* **Your instructions**
Please return the lines of the data that contain "large".

◇ ◇ ◇

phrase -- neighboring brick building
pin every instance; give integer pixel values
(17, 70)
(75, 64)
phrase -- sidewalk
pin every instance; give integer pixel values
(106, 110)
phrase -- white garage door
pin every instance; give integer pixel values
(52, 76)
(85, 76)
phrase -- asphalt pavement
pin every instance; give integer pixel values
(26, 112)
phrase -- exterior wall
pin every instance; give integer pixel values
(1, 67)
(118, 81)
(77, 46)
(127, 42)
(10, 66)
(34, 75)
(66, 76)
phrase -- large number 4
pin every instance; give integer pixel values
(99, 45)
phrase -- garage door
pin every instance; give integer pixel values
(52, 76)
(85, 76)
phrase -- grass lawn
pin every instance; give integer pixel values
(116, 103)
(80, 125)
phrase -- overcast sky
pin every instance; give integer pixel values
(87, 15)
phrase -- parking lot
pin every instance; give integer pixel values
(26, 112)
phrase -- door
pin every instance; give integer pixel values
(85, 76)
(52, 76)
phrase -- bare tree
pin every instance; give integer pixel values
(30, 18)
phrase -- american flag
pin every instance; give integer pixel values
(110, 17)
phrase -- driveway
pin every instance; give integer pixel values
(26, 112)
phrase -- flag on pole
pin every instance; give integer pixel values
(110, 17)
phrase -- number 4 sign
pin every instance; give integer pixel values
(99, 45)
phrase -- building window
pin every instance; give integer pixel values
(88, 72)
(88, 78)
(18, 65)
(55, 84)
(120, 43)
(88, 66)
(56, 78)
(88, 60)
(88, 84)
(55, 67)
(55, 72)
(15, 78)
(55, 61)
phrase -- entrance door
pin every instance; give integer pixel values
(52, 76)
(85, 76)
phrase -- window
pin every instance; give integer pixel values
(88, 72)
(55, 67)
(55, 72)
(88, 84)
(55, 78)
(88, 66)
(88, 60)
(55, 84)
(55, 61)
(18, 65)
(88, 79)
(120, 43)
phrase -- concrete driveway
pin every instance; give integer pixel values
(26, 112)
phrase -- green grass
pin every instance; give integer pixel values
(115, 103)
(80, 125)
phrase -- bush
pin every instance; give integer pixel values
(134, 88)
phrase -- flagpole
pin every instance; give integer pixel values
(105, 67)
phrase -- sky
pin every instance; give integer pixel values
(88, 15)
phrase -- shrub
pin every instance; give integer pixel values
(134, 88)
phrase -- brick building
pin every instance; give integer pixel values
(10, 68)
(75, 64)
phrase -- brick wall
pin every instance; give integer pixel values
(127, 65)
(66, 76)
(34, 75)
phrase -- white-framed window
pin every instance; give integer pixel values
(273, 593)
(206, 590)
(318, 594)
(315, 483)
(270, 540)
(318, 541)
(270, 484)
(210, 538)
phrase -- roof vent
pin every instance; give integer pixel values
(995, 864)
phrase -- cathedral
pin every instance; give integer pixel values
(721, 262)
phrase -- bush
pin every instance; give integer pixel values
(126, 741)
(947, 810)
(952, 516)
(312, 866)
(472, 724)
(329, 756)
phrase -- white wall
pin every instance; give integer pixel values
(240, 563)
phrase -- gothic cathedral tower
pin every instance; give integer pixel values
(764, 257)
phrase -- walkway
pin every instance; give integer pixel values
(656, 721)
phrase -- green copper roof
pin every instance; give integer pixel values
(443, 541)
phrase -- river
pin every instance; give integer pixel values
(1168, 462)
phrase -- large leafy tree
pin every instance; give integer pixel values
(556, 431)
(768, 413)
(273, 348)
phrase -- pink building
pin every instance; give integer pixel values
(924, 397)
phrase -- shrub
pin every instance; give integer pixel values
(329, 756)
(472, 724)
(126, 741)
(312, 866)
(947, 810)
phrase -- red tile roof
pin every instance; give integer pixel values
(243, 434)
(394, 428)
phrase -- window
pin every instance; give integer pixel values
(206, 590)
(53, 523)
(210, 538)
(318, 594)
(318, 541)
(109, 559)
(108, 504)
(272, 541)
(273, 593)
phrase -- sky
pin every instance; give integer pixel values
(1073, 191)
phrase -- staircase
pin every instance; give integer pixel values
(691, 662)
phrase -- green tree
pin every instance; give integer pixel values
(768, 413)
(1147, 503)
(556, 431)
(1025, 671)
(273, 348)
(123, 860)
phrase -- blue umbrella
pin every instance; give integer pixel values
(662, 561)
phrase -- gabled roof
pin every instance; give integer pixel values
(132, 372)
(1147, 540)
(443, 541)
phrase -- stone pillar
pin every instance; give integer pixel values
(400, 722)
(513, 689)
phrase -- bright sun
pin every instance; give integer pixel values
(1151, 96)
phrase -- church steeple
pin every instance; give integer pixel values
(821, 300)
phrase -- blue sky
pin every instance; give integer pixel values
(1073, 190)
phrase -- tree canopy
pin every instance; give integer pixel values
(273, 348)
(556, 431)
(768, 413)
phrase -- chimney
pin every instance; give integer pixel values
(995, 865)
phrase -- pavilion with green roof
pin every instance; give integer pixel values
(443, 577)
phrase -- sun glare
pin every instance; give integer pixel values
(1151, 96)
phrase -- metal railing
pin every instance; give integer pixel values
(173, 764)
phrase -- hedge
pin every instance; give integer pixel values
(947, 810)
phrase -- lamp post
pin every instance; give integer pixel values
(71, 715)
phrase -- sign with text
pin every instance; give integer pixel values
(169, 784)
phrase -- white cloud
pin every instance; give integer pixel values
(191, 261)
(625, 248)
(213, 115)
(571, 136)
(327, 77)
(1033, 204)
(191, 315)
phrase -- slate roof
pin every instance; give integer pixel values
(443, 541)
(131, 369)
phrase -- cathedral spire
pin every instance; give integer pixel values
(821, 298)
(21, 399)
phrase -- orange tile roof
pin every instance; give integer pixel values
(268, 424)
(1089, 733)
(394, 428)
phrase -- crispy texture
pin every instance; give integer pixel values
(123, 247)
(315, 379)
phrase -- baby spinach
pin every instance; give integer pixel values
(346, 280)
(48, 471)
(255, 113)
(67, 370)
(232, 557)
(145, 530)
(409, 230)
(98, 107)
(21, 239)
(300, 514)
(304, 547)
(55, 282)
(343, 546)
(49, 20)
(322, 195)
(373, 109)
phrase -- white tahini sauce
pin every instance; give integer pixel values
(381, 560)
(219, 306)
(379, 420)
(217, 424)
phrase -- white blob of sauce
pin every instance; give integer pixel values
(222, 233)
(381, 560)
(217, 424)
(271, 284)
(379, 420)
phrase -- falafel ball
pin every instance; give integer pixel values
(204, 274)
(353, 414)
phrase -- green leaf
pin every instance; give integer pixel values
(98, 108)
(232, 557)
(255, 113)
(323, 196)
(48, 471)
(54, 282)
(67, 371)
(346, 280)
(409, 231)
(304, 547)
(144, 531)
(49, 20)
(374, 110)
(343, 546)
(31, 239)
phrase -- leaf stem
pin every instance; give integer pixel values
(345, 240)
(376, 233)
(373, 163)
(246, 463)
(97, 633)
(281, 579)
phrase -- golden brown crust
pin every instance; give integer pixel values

◇ ◇ ◇

* **Response area**
phrase -- large number 4
phrase -- large leafy tree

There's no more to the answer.